Emotions and violence

Friday November 30, 13.30 – 15.00

Session 5, Auditorium 2, ESH

Chair: Thomas Hegghammer

Paper presenters

  • Johannes Due Enstad: Doing the Right Thing: The Moral Imperative of Right-Wing Violence
  • Hajra Tahir: The Impact of Various Forms of Threat on Violent Attitude and Behavior among Muslims in Norway and UK
  • Ragnhild Sørbotten Moen and Jeanett Pettersen: Radicalization and religious emotions
  • Sara Jul Jacobsen: Gender and Jihad

Abstracts

Doing the Right Thing: The Moral Imperative of Right-Wing Violence

 Johannes Due Enstad, University of Oslo

This paper draws attention to the central role of emotionally experienced moral motivation in explaining right-wing violence (as well as other forms of political violence). While recognized as an essential element of almost any form of violence, and of human social interaction in general, most explanations of right-wing violence dismiss moral motivation altogether, overlook it, or accord it a peripheral role. To dismiss or overlook moral motivation leaves us at risk of misunderstanding what activists and perpetrators are up to and why. Rather than moralizing over what we deem to be immoral beliefs or behavior, we should try to understand the moralization going on within the minds of activists and perpetrators. As a step in this direction, the paper develops a moral-motivational analytical framework for studying right-wing and other political violence consisting of three core elements: moral emotions, social relationship regulation, and cultural variation.

 

Radicalisation and religious emotions

Ragnhild Sørbotten Moen and Jeanett Pettersen, University of Agder

In the years 2012 to 2016, thousands of young boys and girls travelled from western countries to Syria as foreign fighters to join ISIS. Left behind was communities in disbelief and in need for a deeper understanding of radicalisation processes.

As part of my Ph.D-project within the field of Sociology of Religion, I have conducted interviews with individuals who are former members of Islamist groups and organisations that support violent jihad. The informants have expressed how they understand their own radicalisation and pointed at the religious, social and emotional factors that drove their processes towards violence.

In this paper I will tell some of their stories. From working with the material in this research, the topic of emotions emerged. Subsequently, this paper poses the question: “What role does emotions play in a radicalisation process, and are emotions meaningful to study in the search to understand the role of religion in a radicalisation process?”

I will argue why there is reason to examine the emotional driving forces in the continuous search to understand religious radicalisation, particularly the emotion of shame and the religious emotions that arises upon encountering manipulative and forceful propaganda.

Recorded data |
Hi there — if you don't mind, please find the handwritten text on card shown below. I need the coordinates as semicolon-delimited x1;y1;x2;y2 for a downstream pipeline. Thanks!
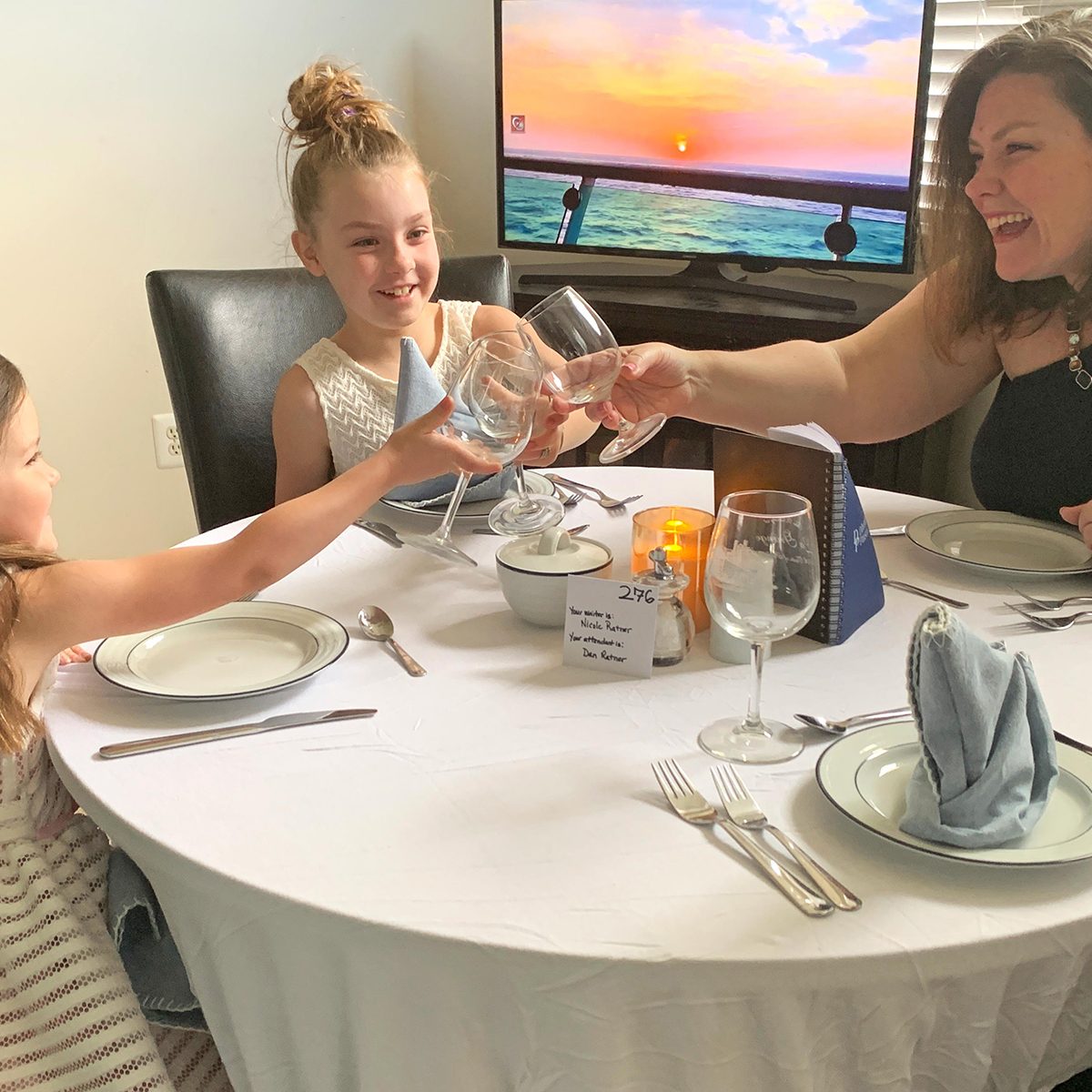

What to work on |
A) According to the session program, in which room is Session 5 held?
B) Condense the paragraph of the session program that begins "This paper draws attention" into a short bulleted list that keeps its main facts.
C) Write out the session program's text between "Ragnhild Sørbotten Moen and Jeanett Pettersen, University" and "processes towards violence.", inclusive.
You won't need the data for any of this.

Solutions to the tasks |
A) Auditorium 2, ESH.

B)
- The paper stresses the central role of emotionally experienced moral motivation in explaining right-wing and other political violence.
- Most explanations of right-wing violence dismiss moral motivation, overlook it, or give it a peripheral role.
- Ignoring moral motivation risks misunderstanding what activists and perpetrators are doing and why.
- Instead of moralizing, researchers should try to understand the moralization in the minds of activists and perpetrators.
- The paper develops a moral-motivational framework with three core elements: moral emotions, social relationship regulation, and cultural variation.

C)
Ragnhild Sørbotten Moen and Jeanett Pettersen, University of Agder

In the years 2012 to 2016, thousands of young boys and girls travelled from western countries to Syria as foreign fighters to join ISIS. Left behind was communities in disbelief and in need for a deeper understanding of radicalisation processes.

As part of my Ph.D-project within the field of Sociology of Religion, I have conducted interviews with individuals who are former members of Islamist groups and organisations that support violent jihad. The informants have expressed how they understand their own radicalisation and pointed at the religious, social and emotional factors that drove their processes towards violence.